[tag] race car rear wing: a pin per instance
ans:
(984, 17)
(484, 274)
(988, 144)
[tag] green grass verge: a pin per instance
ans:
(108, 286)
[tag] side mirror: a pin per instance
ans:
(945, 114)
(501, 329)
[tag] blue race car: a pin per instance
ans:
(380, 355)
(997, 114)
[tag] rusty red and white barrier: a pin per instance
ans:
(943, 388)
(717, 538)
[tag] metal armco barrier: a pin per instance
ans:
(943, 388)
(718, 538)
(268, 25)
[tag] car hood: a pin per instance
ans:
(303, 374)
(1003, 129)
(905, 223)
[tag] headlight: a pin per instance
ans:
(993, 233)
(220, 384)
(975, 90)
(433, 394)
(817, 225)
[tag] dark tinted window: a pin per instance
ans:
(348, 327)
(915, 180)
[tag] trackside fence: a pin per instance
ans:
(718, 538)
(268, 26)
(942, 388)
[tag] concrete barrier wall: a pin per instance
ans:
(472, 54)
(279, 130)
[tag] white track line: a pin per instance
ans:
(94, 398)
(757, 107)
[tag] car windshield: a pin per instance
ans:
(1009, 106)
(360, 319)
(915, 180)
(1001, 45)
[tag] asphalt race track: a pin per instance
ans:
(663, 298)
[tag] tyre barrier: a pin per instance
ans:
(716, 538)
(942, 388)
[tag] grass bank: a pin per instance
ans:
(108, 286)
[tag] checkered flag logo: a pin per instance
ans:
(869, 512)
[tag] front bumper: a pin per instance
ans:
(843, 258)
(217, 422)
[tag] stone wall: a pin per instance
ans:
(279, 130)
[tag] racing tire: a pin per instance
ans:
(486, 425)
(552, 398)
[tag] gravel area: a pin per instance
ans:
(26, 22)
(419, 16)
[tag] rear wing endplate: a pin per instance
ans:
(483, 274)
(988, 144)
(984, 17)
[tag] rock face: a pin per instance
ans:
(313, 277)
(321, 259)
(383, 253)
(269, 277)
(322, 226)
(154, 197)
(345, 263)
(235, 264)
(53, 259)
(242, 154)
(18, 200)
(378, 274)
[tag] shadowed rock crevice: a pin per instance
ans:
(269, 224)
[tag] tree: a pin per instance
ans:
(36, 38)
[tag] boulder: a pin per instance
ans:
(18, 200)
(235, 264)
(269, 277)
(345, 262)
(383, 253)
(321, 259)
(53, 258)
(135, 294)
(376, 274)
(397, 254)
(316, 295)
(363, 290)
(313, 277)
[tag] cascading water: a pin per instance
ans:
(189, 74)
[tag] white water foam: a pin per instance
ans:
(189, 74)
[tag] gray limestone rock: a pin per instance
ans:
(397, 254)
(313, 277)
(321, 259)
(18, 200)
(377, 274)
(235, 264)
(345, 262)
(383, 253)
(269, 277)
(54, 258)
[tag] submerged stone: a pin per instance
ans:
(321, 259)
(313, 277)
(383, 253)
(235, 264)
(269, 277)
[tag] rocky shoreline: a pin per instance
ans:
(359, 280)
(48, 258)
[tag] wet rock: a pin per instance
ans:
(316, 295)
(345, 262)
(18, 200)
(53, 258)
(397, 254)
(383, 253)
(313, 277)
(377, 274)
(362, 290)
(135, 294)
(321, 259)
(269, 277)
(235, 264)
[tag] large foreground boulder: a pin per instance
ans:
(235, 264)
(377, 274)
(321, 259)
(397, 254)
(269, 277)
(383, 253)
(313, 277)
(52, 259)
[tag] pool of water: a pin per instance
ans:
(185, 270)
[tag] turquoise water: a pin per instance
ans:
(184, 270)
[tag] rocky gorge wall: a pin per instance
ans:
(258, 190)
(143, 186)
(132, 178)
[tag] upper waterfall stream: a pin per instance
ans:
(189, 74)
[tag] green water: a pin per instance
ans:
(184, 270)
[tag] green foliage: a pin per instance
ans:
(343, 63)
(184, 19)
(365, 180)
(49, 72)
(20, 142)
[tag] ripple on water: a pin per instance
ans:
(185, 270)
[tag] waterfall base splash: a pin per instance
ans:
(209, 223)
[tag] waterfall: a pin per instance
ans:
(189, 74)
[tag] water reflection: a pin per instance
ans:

##############################

▶ _Exercise description_
Look above for the line containing "[tag] large foreground"; copy from it through the last line, exactly, and nothing more.

▶ _Task response_
[tag] large foreground boulder: a pin per instance
ans:
(235, 264)
(377, 274)
(321, 259)
(397, 254)
(269, 277)
(383, 253)
(313, 277)
(52, 259)
[tag] pool of water: a pin per instance
ans:
(185, 270)
[tag] turquoise water: a pin per instance
ans:
(184, 270)
[tag] rocky gorge wall: a pin per instance
ans:
(258, 190)
(143, 186)
(132, 178)
[tag] upper waterfall stream: a pin per instance
ans:
(189, 74)
[tag] green water: a pin per instance
ans:
(184, 270)
[tag] green foliage: a pin per instance
ans:
(343, 63)
(184, 19)
(365, 180)
(49, 72)
(20, 142)
[tag] ripple on water: a pin per instance
ans:
(185, 270)
[tag] waterfall base splash: a pin per instance
ans:
(209, 223)
[tag] waterfall: a pin per instance
ans:
(189, 74)
[tag] water reflection: a pin per instance
ans:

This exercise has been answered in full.